Reproduce every line of the listing below verbatim, omitting the pictures.

□ □ □ □ □ □ □

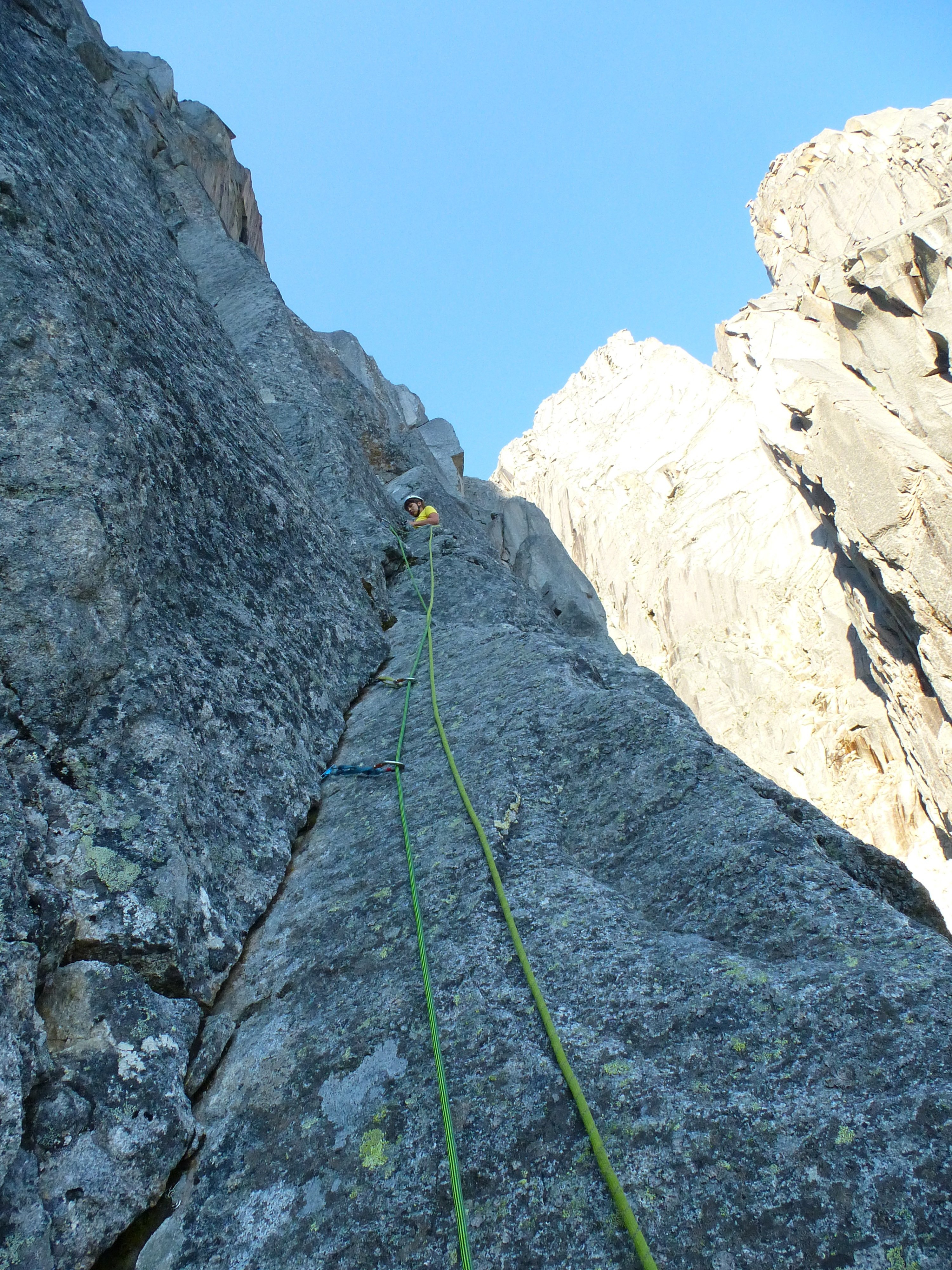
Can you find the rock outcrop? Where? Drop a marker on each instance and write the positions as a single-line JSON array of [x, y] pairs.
[[772, 535], [214, 1050]]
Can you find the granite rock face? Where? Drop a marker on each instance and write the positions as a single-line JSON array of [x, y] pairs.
[[732, 996], [221, 1041], [774, 538]]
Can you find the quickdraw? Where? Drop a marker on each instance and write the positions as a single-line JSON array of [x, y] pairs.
[[392, 765], [395, 684]]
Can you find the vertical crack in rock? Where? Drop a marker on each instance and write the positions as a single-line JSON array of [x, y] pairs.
[[755, 1001]]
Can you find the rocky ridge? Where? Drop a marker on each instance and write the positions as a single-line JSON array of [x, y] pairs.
[[214, 1050], [772, 535]]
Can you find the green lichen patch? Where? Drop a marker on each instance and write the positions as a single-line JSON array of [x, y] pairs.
[[374, 1150]]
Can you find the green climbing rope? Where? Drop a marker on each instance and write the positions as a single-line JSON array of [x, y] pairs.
[[455, 1180], [605, 1164]]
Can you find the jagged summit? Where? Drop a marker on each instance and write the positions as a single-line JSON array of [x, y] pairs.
[[771, 535], [214, 1045]]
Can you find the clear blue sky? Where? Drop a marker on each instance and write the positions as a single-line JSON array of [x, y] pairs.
[[484, 191]]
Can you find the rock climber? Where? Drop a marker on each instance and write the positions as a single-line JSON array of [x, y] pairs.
[[421, 511]]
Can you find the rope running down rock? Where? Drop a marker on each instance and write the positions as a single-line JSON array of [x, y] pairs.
[[605, 1165]]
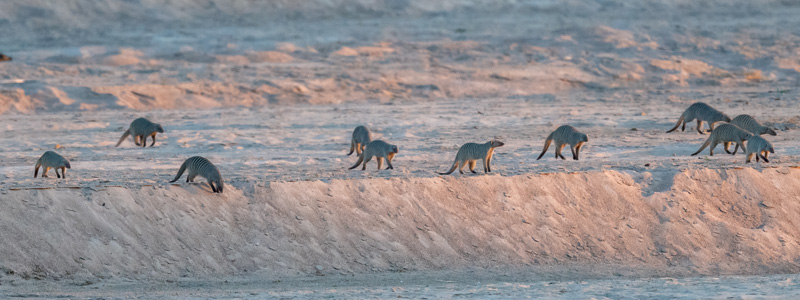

□ □ □ □ □ □ □

RESPONSE TO THIS TASK
Can you find the rock outcrop? Where? Drop a marker on each instance and write the positions as a single-line JSON array of [x, y] pairs.
[[772, 535], [214, 1050]]
Can you find the granite rock face? Where? Drop a marker on each instance and write the positions as a single-line JSON array of [x, y] pairs.
[[732, 996], [221, 1041], [774, 538]]
Can you find the quickdraw? Where? Drop a marker on each instance and write the positions as a single-line JSON array of [x, y] pairs.
[[392, 765], [395, 684]]
Can you find the vertical crack in rock? Where? Drop a marker on each instance and write the positions as a single-line JSON array of [x, y] pairs.
[[755, 1001]]
Can you find the rocky ridge? Where? Drop a marker on each instance and write the positions as a single-line JSON array of [x, y] pairs.
[[214, 1050], [772, 535]]
Can you find the green lichen patch? Where? Drop a marker on each instance and write the positions as a single-line JSON array of [x, y] pairs.
[[374, 1150]]
Can you find the green climbing rope? Where? Drop a marker on each instance and write the positions as a single-line JSON array of [x, y] pairs.
[[455, 1180], [605, 1164]]
Can you find the jagged summit? Where? Drop a marker on each instance and write the positions as a single-line JSON array of [x, y] pairs.
[[771, 535], [214, 1045]]
Can you find the clear blue sky? Where? Drop a marker on each instance and write the positions as a single-line JSON array of [x, y] pairs.
[[484, 191]]
Can you find the rock climber? Where? Drop a marker on each instance and write the positions as a single-line JSON array of [x, y] pairs.
[[421, 511]]
Can you find the rope running down rock? Where? Drop a marker on each instance and write the positions as a single-line JSON array of [x, y] pairs.
[[605, 1165]]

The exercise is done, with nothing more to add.